● Article:
Sleep Training: Misinformation, Misunderstanding, and Missed Opportunities
An article about sleep training was recently published online written by Stephanie Liu, a mother and a physician. It sparked a lot of interest when I initially posted it on social media in early April. I’d like to delve into the information (and issues) that are in the article. The article was published in theconversation.com on March 28, 2019 with the title “Why Sleep Training Won’t Hurt Your Baby”. Because there is quite a lot to unpack in Stephanie Liu’s article, I’m focusing today on why accurate reporting of science matters, and why it can be difficult to get. I’ll focus at another time on the science she uses to back up her argument for why sleep training is a good idea.

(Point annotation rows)
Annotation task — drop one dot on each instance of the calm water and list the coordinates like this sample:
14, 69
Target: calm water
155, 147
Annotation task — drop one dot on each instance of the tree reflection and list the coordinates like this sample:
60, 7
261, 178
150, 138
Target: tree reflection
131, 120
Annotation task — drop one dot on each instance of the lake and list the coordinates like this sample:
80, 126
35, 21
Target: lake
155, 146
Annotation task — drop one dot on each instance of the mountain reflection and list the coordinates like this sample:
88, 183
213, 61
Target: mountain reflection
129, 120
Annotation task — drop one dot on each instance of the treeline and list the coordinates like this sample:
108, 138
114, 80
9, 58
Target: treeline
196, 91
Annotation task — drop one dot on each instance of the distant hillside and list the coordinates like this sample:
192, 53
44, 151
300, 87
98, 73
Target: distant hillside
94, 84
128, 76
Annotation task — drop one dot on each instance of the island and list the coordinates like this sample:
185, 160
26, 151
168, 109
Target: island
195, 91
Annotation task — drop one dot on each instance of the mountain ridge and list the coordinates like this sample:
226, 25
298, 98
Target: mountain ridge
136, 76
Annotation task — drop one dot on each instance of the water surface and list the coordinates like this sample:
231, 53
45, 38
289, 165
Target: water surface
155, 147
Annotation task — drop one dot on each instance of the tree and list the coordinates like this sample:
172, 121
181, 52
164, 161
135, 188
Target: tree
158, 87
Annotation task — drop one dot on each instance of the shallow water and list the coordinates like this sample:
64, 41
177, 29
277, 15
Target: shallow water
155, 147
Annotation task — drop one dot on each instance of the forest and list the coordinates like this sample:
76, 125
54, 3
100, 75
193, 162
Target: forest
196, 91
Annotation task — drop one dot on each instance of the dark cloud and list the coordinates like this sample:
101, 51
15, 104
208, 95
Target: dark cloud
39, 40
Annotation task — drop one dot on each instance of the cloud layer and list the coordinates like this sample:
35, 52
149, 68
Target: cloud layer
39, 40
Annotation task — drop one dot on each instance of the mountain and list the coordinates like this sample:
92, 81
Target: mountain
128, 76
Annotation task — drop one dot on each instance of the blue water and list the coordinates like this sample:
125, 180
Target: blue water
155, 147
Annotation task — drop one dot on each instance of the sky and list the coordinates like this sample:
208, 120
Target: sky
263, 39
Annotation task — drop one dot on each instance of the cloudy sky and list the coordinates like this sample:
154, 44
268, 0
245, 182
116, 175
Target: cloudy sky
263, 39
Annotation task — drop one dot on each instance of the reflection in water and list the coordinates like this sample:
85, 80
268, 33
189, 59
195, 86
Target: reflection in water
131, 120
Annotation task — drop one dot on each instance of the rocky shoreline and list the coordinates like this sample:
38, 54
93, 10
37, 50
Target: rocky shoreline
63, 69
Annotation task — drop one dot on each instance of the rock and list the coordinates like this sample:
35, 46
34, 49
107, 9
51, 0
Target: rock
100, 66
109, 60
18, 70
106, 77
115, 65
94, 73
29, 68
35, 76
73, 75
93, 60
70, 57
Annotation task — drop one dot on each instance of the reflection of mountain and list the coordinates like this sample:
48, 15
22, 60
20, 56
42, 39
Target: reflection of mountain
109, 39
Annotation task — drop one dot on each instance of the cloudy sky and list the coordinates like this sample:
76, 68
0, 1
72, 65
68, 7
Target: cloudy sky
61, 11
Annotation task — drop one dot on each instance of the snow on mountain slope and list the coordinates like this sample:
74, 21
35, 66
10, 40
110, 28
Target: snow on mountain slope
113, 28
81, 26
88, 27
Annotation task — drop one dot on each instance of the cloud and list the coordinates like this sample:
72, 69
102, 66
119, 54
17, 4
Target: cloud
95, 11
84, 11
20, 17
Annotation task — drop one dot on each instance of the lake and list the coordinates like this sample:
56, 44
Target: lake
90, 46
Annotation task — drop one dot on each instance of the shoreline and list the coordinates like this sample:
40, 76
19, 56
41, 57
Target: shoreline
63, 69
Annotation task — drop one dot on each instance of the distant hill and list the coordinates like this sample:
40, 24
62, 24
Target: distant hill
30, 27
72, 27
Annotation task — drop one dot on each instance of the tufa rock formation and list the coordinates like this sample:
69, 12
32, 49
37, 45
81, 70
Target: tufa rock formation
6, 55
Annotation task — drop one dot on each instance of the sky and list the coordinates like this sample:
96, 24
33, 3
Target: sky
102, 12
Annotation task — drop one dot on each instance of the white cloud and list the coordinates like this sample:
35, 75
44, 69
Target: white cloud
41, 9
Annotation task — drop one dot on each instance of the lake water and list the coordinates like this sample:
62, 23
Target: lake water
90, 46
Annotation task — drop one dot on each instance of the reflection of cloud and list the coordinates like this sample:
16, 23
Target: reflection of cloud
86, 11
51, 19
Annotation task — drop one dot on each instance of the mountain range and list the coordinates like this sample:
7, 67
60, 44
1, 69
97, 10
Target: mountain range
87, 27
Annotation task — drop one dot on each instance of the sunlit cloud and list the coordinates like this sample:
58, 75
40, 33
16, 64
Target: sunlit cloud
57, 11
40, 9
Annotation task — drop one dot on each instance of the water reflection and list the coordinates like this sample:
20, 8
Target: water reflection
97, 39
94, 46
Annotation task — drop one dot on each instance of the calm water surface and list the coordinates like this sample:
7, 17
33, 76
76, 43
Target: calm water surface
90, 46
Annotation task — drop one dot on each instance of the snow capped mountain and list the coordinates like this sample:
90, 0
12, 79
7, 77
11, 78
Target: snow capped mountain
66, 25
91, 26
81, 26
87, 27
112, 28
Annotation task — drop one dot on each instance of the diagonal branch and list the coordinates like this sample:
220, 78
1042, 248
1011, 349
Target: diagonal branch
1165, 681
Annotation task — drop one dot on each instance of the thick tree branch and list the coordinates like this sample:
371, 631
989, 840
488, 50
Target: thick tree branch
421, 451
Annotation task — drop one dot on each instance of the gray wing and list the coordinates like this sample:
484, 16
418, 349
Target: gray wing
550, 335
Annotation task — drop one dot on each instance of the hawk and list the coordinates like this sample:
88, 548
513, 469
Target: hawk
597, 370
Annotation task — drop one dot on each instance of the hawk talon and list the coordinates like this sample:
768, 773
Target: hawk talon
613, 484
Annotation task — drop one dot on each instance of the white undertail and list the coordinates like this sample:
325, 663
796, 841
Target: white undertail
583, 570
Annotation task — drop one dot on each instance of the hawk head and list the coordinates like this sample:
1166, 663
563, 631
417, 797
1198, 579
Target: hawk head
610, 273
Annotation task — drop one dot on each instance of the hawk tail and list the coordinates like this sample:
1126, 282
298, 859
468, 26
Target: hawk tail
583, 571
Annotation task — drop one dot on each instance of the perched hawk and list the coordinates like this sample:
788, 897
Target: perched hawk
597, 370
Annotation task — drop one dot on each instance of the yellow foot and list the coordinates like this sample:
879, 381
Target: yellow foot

* * *

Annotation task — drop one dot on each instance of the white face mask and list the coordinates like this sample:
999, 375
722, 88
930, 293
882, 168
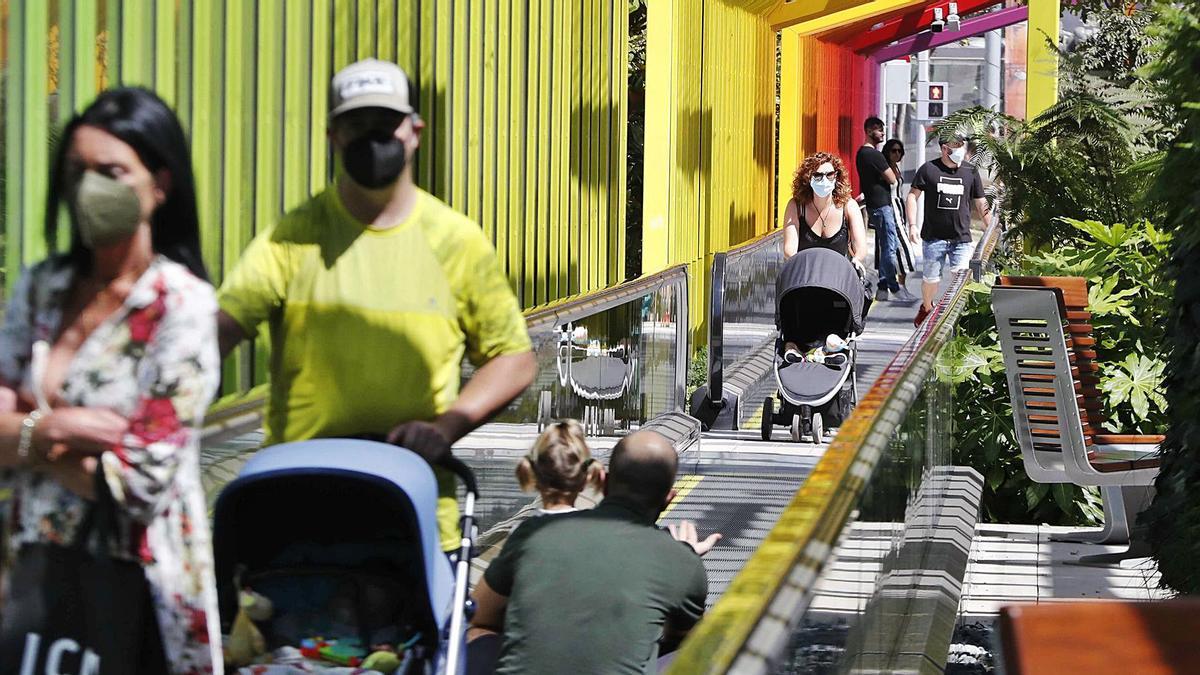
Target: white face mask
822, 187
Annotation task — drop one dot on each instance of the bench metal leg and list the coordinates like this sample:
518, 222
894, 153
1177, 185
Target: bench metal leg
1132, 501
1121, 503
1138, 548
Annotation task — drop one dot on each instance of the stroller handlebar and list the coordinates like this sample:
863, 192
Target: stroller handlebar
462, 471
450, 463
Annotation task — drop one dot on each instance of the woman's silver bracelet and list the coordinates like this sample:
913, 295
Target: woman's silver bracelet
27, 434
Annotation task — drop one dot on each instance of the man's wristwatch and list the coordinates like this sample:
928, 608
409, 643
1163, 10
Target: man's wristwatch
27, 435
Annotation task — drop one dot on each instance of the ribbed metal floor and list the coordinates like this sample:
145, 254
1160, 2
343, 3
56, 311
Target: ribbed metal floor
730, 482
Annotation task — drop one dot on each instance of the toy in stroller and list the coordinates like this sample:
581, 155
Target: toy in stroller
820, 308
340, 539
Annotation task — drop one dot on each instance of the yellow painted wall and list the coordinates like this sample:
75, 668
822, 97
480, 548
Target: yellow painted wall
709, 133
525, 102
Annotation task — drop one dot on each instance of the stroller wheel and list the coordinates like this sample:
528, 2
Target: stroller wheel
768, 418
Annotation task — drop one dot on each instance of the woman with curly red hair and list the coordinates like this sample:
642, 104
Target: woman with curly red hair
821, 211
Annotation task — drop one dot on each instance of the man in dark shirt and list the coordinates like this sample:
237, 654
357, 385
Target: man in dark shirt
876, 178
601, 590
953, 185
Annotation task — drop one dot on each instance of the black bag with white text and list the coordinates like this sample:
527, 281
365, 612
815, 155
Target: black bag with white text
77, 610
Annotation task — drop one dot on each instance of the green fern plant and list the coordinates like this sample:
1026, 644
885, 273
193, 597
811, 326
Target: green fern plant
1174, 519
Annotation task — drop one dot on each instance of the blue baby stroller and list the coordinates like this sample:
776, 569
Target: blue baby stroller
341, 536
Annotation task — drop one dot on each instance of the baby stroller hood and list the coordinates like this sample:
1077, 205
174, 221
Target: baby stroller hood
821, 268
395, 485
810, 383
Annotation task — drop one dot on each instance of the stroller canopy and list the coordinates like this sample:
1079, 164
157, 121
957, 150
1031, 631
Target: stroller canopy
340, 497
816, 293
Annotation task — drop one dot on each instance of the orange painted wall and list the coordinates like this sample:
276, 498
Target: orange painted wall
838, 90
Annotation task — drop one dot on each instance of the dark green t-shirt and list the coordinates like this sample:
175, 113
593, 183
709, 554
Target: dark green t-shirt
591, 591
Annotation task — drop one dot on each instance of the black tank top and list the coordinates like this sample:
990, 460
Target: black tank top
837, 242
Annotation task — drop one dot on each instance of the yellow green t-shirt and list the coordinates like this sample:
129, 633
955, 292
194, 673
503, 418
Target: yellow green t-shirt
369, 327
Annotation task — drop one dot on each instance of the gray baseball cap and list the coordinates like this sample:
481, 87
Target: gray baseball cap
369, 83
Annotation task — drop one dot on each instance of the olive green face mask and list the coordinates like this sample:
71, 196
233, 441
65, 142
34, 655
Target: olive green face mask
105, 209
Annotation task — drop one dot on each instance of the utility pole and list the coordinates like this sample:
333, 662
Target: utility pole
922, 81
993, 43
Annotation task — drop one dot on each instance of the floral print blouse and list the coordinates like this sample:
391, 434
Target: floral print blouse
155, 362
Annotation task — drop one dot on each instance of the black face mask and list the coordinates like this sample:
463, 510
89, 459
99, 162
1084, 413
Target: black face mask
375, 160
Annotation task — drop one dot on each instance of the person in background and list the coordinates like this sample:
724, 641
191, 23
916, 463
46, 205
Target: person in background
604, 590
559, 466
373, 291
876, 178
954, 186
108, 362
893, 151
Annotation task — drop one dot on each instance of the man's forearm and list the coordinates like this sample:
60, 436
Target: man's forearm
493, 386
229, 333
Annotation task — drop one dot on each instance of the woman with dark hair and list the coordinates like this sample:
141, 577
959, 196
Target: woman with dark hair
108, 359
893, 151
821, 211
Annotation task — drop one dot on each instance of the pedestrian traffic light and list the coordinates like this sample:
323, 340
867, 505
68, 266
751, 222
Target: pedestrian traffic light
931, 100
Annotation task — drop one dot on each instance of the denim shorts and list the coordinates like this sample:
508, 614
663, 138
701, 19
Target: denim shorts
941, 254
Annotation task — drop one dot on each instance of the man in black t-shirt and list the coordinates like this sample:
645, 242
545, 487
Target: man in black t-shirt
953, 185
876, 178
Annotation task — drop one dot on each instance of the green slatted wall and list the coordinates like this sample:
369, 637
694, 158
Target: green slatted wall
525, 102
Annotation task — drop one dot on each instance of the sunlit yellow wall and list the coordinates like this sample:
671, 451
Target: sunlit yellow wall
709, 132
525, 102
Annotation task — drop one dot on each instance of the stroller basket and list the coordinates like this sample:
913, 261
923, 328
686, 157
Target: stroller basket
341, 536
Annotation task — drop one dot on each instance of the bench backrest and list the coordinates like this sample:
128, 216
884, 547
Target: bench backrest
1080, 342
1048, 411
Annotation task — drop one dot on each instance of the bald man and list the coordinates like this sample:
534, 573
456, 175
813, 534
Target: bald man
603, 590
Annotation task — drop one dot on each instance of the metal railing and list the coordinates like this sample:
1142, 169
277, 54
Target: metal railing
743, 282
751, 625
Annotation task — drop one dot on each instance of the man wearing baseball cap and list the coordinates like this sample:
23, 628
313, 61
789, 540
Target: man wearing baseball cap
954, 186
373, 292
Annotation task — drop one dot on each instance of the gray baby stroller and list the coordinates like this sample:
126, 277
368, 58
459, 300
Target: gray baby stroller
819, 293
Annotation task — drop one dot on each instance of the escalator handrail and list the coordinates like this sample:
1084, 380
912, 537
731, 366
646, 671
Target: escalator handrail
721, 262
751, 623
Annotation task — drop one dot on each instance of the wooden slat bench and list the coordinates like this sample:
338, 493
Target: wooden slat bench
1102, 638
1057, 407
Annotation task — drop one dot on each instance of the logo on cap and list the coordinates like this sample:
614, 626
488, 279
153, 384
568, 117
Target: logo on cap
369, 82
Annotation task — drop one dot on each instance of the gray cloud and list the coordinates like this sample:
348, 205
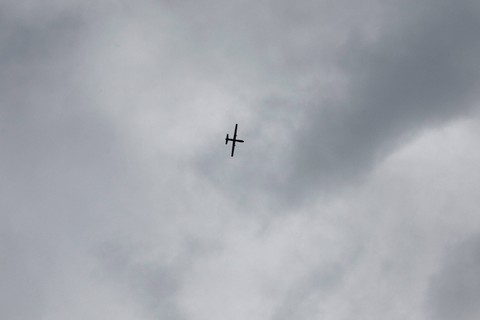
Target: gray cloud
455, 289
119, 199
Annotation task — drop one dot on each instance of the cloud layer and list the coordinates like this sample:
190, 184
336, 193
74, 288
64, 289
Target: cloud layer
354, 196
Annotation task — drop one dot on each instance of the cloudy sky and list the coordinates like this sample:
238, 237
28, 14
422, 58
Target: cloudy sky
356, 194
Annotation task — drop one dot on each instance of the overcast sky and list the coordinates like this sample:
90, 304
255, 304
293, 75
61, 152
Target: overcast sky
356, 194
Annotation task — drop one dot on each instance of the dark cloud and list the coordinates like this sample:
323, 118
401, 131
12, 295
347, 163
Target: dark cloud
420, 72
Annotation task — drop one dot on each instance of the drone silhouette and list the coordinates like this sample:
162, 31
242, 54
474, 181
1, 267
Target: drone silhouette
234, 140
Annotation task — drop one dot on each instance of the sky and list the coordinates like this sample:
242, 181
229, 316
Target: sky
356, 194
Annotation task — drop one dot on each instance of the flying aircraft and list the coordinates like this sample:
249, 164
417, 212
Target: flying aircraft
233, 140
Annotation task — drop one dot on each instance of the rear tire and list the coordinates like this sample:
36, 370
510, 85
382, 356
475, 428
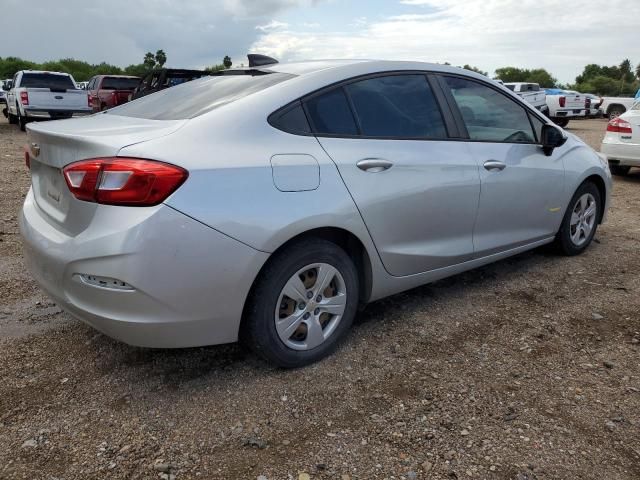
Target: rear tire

==

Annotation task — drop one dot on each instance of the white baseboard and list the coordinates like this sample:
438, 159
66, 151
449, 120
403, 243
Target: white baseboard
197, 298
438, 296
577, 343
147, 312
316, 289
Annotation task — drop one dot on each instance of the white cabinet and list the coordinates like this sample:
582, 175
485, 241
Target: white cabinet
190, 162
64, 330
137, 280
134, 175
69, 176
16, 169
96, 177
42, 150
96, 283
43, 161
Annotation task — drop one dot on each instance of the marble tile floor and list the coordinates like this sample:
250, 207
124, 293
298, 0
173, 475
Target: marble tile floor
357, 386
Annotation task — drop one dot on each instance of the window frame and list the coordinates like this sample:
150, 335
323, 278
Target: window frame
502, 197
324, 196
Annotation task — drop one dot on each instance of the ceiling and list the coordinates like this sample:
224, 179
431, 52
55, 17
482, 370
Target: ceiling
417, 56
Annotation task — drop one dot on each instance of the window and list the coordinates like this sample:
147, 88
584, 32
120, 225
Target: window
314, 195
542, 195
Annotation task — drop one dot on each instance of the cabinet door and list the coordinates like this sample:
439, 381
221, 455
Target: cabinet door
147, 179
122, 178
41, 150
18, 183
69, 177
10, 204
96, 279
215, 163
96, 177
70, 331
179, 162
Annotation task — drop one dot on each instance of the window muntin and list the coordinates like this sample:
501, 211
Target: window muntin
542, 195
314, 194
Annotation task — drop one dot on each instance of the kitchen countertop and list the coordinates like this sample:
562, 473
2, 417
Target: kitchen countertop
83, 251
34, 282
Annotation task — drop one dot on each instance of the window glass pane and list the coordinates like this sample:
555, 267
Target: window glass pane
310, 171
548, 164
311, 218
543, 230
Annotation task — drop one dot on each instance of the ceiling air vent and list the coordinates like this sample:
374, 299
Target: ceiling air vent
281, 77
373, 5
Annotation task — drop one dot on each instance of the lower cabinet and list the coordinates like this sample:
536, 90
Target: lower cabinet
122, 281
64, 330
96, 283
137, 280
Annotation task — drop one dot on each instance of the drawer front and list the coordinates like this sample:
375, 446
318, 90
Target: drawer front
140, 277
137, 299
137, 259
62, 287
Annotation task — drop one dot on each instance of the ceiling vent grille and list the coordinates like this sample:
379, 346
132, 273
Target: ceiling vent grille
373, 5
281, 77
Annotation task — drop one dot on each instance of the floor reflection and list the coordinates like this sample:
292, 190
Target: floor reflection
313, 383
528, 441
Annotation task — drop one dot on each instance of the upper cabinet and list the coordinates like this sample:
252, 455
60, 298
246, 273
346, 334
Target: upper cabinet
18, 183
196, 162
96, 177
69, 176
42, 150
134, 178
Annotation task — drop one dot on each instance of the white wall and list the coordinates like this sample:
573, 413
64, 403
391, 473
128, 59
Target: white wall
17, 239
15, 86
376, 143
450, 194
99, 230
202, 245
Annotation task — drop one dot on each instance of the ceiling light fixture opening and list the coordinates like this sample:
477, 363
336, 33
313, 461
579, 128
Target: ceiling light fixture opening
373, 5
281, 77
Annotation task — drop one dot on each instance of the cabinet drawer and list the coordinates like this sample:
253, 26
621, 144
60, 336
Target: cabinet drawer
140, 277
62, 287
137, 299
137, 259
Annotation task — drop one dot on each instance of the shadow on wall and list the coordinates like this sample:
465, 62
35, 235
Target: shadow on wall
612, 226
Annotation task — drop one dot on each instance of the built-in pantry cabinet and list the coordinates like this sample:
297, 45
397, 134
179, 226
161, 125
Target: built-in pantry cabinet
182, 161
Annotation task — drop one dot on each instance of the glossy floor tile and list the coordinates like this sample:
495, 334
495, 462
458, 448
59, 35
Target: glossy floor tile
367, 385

● Problems:
[a] Please repeat the passage of the post on sleep training, starting with "Sleep Training: Misinformation, Misunderstanding, and" and going on through "a good idea.".
[b] Sum up the post on sleep training in two sentences.
These rows come from a separate source.

● Problem solutions:
[a]
Sleep Training: Misinformation, Misunderstanding, and Missed Opportunities
An article about sleep training was recently published online written by Stephanie Liu, a mother and a physician. It sparked a lot of interest when I initially posted it on social media in early April. I’d like to delve into the information (and issues) that are in the article. The article was published in theconversation.com on March 28, 2019 with the title “Why Sleep Training Won’t Hurt Your Baby”. Because there is quite a lot to unpack in Stephanie Liu’s article, I’m focusing today on why accurate reporting of science matters, and why it can be difficult to get. I’ll focus at another time on the science she uses to back up her argument for why sleep training is a good idea.

[b] The writer examines an article by Stephanie Liu, a mother and physician, titled "Why Sleep Training Won't Hurt Your Baby" and published on theconversation.com on March 28, 2019. This installment focuses on why accurate reporting of science matters and why it can be difficult to get, leaving the science behind Liu's argument for another time.